Where a picture appears, leave it out, and print the rest of the records as they are.

Records from a collection:
★ ★ ★ ★ ★ ★ ★

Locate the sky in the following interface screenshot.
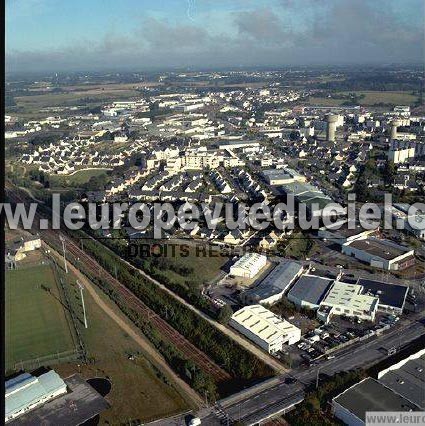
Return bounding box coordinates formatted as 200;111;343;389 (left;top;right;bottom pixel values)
5;0;425;73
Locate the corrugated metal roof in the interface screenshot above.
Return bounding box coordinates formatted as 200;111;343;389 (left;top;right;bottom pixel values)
231;305;300;344
6;371;66;420
243;260;303;301
5;373;35;397
287;274;333;306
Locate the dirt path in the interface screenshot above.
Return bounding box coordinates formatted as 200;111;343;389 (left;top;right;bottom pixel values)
92;236;287;373
47;244;204;408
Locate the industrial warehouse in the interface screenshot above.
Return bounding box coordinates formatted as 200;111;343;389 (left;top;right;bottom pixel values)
356;278;409;314
342;237;415;271
332;350;425;426
5;371;67;423
229;305;301;353
287;274;334;310
229;253;267;279
317;281;379;323
5;371;110;425
240;260;304;305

★ ★ ★ ★ ★ ★ ★

Result of the exercise:
Locate the sky in the following interface screenshot.
Return bounding box coordinates formatted as 200;111;343;389 (left;top;right;bottom pixel values)
5;0;425;73
Locate the corrugated metal roof in the interface screenshot above.
Return bounding box coordinates formatted as 200;111;343;389 (left;top;right;bottom pixel values)
231;305;300;344
6;371;66;420
243;260;303;301
5;373;35;397
287;274;333;306
Locate the dirt path in the interface screenshot above.
Return bounding box coordinates formatted as 200;111;343;389 (left;top;right;bottom pixel values)
92;236;287;373
47;244;204;408
Locate the industrial warehouse in the interface screenshot above.
Return bounding box coordinates formatted as 200;111;343;389 (left;top;right;bottom pixel values)
356;278;409;314
342;237;415;271
332;350;425;426
5;371;67;423
229;305;301;353
287;274;334;310
229;253;267;279
317;281;379;323
5;371;110;425
240;260;304;305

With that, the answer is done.